■ Problem statement ■
Please copy out the whole listing below line for line, without changing a single character.

■ Records shown ■
::::::::::
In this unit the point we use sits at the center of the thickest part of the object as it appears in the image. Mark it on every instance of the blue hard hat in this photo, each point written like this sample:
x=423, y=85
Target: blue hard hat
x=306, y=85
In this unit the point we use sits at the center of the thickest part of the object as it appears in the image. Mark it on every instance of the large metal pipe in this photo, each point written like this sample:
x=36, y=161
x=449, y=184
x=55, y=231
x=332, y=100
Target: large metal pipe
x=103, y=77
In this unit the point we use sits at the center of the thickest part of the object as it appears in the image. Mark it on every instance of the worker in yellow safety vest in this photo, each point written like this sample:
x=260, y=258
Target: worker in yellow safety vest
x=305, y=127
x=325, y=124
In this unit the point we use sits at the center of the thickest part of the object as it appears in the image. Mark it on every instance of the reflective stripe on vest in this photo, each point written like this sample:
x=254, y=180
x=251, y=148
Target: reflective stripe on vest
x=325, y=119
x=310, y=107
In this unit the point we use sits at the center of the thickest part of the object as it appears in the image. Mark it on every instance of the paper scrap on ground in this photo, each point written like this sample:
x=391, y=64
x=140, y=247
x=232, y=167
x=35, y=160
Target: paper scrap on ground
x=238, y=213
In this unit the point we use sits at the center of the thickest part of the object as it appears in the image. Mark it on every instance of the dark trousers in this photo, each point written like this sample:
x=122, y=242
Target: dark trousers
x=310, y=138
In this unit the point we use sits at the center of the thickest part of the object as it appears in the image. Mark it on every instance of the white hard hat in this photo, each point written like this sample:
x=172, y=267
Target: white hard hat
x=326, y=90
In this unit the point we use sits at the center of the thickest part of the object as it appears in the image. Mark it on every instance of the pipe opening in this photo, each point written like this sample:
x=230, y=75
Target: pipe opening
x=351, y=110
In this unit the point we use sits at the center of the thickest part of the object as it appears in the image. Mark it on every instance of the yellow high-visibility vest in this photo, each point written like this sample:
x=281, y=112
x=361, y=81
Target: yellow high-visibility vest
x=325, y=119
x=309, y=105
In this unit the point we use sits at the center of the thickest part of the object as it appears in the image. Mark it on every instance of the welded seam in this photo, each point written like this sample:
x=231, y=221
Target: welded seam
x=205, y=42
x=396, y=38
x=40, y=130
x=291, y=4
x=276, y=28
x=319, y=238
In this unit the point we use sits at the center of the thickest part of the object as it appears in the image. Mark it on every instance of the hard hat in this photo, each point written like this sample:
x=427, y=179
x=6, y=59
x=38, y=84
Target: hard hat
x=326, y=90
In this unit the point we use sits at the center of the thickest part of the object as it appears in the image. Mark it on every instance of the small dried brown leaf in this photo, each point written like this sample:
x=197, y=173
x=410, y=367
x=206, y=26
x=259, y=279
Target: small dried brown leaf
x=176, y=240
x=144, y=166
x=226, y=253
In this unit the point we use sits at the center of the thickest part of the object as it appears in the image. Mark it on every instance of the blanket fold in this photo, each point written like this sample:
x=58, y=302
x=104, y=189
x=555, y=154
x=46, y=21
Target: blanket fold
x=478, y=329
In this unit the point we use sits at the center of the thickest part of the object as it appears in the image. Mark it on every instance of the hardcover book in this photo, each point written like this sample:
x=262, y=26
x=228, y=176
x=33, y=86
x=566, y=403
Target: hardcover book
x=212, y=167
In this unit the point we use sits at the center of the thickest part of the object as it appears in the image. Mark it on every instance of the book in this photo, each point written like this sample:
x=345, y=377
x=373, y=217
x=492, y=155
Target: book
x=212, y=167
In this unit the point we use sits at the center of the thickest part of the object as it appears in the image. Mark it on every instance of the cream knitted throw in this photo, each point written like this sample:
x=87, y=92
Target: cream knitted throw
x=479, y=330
::::::::::
■ Solution for this task ■
In this unit the point we use sits at the center of the thickest part of the object as it appears in the image. Mark it on every instance of the blue hard hat in this photo, each point written like this sample:
x=423, y=85
Target: blue hard hat
x=306, y=85
In this unit the point we use sits at the center of the thickest part of the object as it appears in the image. Mark it on every instance of the large metal pipe in this photo, each point written like this sample:
x=36, y=161
x=449, y=184
x=55, y=231
x=332, y=100
Target: large metal pipe
x=103, y=77
In this unit the point we use sits at the center of the thickest part of the object as it appears in the image. Mark it on every instance of the worker in yellow safety vest in this photo, each point written like this sample:
x=260, y=258
Target: worker in yellow safety vest
x=305, y=127
x=325, y=124
In this unit the point we use sits at the center of the thickest part of the object as it appears in the image. Mark it on every instance of the reflective stripe on vest in this photo, each point written like this sample:
x=254, y=180
x=251, y=148
Target: reflective stripe on vest
x=325, y=119
x=310, y=107
In this unit the point we use sits at the center of the thickest part of the object as it appears in the image. Mark it on every instance of the paper scrap on ground in this photo, each point written like this sample:
x=391, y=64
x=140, y=247
x=232, y=167
x=35, y=160
Target: paper scrap on ground
x=238, y=213
In this unit the point we use sits at the center of the thickest part of the object as it appears in the image. Mark it on every instance of the dark trousers in this photo, each point written like this sample:
x=122, y=242
Target: dark trousers
x=310, y=138
In this unit the point we use sits at the center of the thickest part of the object as it appears in the image. Mark it on every instance of the white hard hat in this photo, each point written like this sample:
x=172, y=267
Target: white hard hat
x=326, y=90
In this unit the point we use sits at the center of the thickest part of the object as it appears in the image. Mark it on every instance of the pipe opening in this photo, each point written like this sample:
x=230, y=75
Target: pipe opening
x=351, y=110
In this unit the point we use sits at the center of the thickest part of the object as it appears in the image. Mark it on every instance of the yellow high-visibility vest in this photo, each point written like this sample:
x=281, y=112
x=361, y=81
Target: yellow high-visibility vest
x=325, y=119
x=309, y=105
In this unit the point we use sits at the center of the thickest part of the object as it appears in the image. Mark it on every instance of the welded seam in this photo, each point written like this sample:
x=231, y=221
Target: welded seam
x=205, y=42
x=396, y=38
x=40, y=130
x=291, y=4
x=276, y=28
x=319, y=238
In this unit the point we use sits at the center of the thickest part of the object as it appears in the image. Mark it on every instance of the hard hat in this photo, each point written like this sample:
x=427, y=179
x=6, y=59
x=38, y=84
Target: hard hat
x=326, y=90
In this unit the point we use sits at the center of the thickest part of the object as it appears in the image. Mark it on every instance of the small dried brown leaf in this photo, each point written like this sample:
x=197, y=173
x=410, y=367
x=206, y=26
x=259, y=279
Target: small dried brown leaf
x=176, y=240
x=144, y=166
x=226, y=253
In this unit the point we use sits at the center of the thickest part of the object as it appears in the image. Mark it on every instance of the blanket fold in this photo, each point written like this sample:
x=58, y=302
x=104, y=189
x=555, y=154
x=46, y=21
Target: blanket fold
x=478, y=329
In this unit the point we use sits at the center of the thickest part of the object as it appears in the image. Mark it on every instance of the hardcover book in this photo, each point written like this sample:
x=262, y=26
x=228, y=176
x=33, y=86
x=566, y=403
Target: hardcover book
x=212, y=167
In this unit the point we use sits at the center of the thickest part of the object as it appears in the image. Mark it on every instance of the book in this photo, each point written like this sample:
x=345, y=377
x=373, y=217
x=492, y=155
Target: book
x=212, y=167
In this unit the point we use sits at the center of the thickest part of the object as it appears in the image. Mark it on every instance of the cream knitted throw in this photo, each point written like this sample:
x=87, y=92
Target: cream knitted throw
x=479, y=330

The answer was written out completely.